Defesa
de Sócrates – Platão:
O livro conta a história do julgamento de
Sócrates que fora condenado a beber cicuta pelos juízes da cidade.
Em votação apertada, apenas uma diferença de 30 juízes ou 60
votos decidiram que Sócrates era culpado das acusações que
receberá: a de não acreditar em Deuses do Estado Grego, a de querer
corromper a Juventude e a de querer inserir novos deuses na
sociedade.
Foram três os acusadores: Meleto, poeta
considerado pouco importante; Ânito, um artesão desconhecido e
Licão, um dos muitos oradores de Atenas. Numa segunda votação da
assembléia dos juízes da Ágora, foram 140 votos pedindo a pena de
morte e rejeitando a proposta de Sócrates de ser alimentado e
alojado no Pritaneu.
O importante neste julgamento é a lição
de moral que Sócrates impõem aos Juízes Atenienses, dando a
entender que os mesmos não teriam a mínima capacidade de julgá-lo,
pois são inferiores intelectualmente e não tem condições de
entender o que diz. Sócrates também afirma durante o julgamento que
ele próprio é uma espécie de dádiva que a cidade recebe e que
portanto, matá-lo, seria uma grande injustiça.
Eu vos afianço, homens que me mandais
matar, que o castigo vos alcançará logo após a minha morte e será,
por Zeus, muito mais duro que a pena capital que me impusestes. Vós
o fizeste supondo que vós livraríeis de dar boas contas de vossa
vida; mas o resultado será inteiramente o oposto, eu vo-lo asseguro.
Serão mais numerosos os que vos pedirão contas; até agora eu os
continha e vós não o percebíeis, eles serão tanto mais importunos
quanto são mais jovens, e vossa irritação será maior. Se
imaginais que, matando homens, evitarei que alguém vos repreenda a
má vida, estais enganados; essa não é uma forma de libertação,
nem é inteiramente eficaz e nem honrosa; esta outra, sim, é a mais
honrosa e mais fácil; em vez de tapar a boca dos outros, preparar-se
para ser o melhor possível.1
Conclusão:
É impressionante como o texto de Platão
consegue retratar um momento histórico importantíssimo na vida da
sociedade e do Estado Ateniense e na própria vida de Sócrates. A
impressão que se tem no decorrer da leitura, é a de que é o
próprio Sócrates está narrando sua defesa perante os 500 juízes. Os
argumentos usados para contradizer seus acusadores, para criticar o
modo de ser da sociedade Ateniense, os maus juízes, para explicar
sua profissão, a de parteiro das idéias afim de provar com isso a
sua pobreza, sua própria defesa utilizando-se da Maiêutica
Socrática e a demonstração de amor pela Filosofia, são
apaixonantes e ao mesmo tempo desafiadoras dos privilégios dos
poderosos. Também a devoção aqueles que desejosos de se retirar da
ignorância, e eram sinceros no diálogo com Sócrates, fica
demonstrada durante a obra.

- TAREFAS A CUMPRIR -
• A. Informe quantas linhas dos registros contêm a palavra "black" e não escreva nada além desse número.
• B. Dê continuidade ao texto sobre a Defesa de Sócrates a partir da última frase apresentada.
O texto sobre a Defesa de Sócrates não tem nenhuma relação com os registros.

- DADOS DAS TAREFAS -
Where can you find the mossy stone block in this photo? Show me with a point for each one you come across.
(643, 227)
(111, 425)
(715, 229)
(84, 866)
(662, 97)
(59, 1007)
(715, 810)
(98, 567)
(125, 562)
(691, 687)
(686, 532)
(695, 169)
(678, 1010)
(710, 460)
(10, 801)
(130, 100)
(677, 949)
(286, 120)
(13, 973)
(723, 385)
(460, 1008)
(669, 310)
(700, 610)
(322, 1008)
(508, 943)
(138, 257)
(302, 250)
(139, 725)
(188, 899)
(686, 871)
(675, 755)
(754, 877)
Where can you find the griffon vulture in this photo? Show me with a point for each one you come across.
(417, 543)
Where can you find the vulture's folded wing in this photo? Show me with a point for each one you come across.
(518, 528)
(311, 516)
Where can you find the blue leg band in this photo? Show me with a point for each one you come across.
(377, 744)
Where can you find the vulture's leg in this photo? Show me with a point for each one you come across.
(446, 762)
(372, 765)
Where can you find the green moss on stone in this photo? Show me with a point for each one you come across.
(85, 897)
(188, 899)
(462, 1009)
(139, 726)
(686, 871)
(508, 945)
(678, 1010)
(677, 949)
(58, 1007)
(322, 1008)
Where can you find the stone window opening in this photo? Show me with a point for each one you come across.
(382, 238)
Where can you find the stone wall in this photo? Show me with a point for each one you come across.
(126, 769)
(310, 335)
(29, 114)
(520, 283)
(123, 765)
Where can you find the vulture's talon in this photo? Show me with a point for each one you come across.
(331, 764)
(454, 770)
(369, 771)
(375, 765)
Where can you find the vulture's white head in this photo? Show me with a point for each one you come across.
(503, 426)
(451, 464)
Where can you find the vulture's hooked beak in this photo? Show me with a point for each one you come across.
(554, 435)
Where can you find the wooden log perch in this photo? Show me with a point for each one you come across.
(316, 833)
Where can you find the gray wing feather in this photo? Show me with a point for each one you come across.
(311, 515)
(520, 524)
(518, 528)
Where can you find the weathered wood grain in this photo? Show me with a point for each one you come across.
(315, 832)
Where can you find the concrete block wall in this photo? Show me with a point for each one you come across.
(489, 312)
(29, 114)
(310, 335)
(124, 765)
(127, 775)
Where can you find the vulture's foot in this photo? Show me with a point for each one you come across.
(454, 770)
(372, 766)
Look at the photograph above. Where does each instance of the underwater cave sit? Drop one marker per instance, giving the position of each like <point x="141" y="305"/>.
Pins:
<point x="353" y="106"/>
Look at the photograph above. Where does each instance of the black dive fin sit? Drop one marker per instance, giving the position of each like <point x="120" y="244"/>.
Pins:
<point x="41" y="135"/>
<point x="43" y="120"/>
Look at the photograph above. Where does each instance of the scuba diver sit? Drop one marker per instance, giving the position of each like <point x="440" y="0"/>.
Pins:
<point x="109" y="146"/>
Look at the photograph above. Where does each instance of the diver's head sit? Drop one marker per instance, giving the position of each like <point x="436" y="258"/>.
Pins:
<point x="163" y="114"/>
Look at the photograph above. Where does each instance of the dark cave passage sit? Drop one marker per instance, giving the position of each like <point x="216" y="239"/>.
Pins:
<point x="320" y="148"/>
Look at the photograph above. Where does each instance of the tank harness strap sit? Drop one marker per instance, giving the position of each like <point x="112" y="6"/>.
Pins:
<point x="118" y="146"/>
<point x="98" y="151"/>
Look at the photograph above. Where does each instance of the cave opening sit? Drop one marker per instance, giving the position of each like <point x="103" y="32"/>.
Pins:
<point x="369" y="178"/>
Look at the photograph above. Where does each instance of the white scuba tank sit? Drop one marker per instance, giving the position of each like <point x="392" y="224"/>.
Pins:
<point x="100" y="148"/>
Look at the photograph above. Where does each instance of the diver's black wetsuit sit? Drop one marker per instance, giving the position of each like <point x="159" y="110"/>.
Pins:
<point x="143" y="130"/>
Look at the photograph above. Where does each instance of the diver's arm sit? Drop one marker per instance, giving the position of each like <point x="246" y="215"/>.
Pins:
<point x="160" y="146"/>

- RESPOSTAS DO EXERCÍCIO -
• A. 2

• B.
Para finalizar, o desapego total a vaidade
e aos bens materiais e seu total comprometimento com uma vida simples
voltada para a nutrição da alma e da virtude, quando a maior parte
dos cidadãos Atenienses se preocupavam com suas riquezas, fica tão
claro durante a obra, que se imagina em determinados momentos ser a
obra de Platão uma pura transcrição fiel do julgamento para o
papel. É como se Platão tivesse gravado o julgamento e
posteriormente repassado o conteúdo ao papel. A realidade, os
sentimentos, as argumentações, refletem aparentemente, o que de
fato aconteceu no julgamento. Numa das passagens da obra, o Filósofo
assim se defende:
Não tenho outra preocupação senão a
de vos persuadir a todos, tanto velhos como novos, de que cuideis
menos de vossos corpos e de vossos bens do que da perfeição de
vossas almas, e vos dizer que a virtude não provém da riqueza, mas
sim que é a virtude que traz a riqueza ou qualquer outra coisa útil
aos homens, quer na vida pública ou na vida privada.2
A importância que Sócrates dava na
reflexão das pessoas para o despertar de suas consciências, através
da Maiêutica, era muito importante. Ele desejava que todos se
preocupassem mais com o saber e o enriquecimento de suas almas do que
propriamente o enriquecimento de bens materiais.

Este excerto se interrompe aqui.